━━━━━ Selected text ━━━━━

These are just a few of our references that helps us to transform directionality, format, and methodology (among other aspects of traditional museum education) when designing our educational actions.
Transforming Invisible Pedagogies
I will present now some of the invisible pedagogies we have detected, analyzed, and transformed during the almost 5 years we have been working together, as well as issues and goals that are part of our methodological frame.
One of the most important discourses we want to change is the power-knowledge barrierbuilt between educators (visible voice of the institution during the praxis of museum education) and participants (individuals that in most cases feel they don’t have anything to say about contemporary art). In order to change this invisible directionality, we think that just sitting in a circle or introducing ourselves at the beginning of an activity (strategies that are already common practice) is not enough. One of our strategies to change that invisible pedagogy is to have always more than one educator per workshop. The idea is not only to decentralize people’s attention, so as not to have a single point of view, but also to show that among the “agents of the institution” there can be disagreements and even discords. It is a scheme to make the one true voice disappear in favor of a multiplicity of voices, all of them being equally valid. We also think that it was fundamental, in order to bring down this wall of conventional teaching, to introduce analytic dialogue (based on the possibility instead of the agreement) and open-ended activities receptive to the unexpected.
Contemporary art not only as content but also as a pedagogical format.
Another important invisible discourse we have to dismantle and transform is that Art and Education are two separate things. Art and Education are the two sides of the museum coin and should be approached at the same time. Just as art can be educative, education can be artistic. Why not use performance, installation, minimalism, video, body action. etc. as educative tools? We’re interested in the idea of using contemporary art not only as content of the program but also as a pedagogical format.

━━━━━

* **Exercise brief**
In the passage on invisible pedagogies, what strategy is always used in workshops to change the directionality between educators and participants? The passage on invisible pedagogies can be handled without the data.

━━━━━ Raw data ━━━━━

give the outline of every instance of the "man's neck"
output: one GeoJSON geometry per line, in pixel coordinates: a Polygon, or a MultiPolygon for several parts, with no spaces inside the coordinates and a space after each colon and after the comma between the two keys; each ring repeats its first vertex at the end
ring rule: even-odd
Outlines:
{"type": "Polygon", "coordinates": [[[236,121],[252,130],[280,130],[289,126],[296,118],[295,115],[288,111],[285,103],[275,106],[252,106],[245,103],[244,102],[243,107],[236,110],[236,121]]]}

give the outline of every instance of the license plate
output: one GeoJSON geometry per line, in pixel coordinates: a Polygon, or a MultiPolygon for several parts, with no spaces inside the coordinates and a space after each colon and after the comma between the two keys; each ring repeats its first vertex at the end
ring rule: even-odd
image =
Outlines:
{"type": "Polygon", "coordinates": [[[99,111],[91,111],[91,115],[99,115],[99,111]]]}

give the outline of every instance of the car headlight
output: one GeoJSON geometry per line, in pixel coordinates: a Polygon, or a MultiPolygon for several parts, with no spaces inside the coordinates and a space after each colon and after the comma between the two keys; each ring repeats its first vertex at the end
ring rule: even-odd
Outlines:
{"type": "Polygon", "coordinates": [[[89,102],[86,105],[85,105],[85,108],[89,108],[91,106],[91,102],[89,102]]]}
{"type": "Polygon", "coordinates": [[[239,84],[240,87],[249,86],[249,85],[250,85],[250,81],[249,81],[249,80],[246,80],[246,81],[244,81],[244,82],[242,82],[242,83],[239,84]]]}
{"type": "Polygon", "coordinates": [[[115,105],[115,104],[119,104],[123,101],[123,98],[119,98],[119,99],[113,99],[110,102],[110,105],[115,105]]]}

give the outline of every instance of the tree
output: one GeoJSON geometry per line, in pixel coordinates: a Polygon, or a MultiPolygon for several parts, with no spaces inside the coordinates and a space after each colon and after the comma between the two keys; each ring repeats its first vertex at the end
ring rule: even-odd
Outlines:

━━━━━

* **Written answer**
Always having more than one educator per workshop.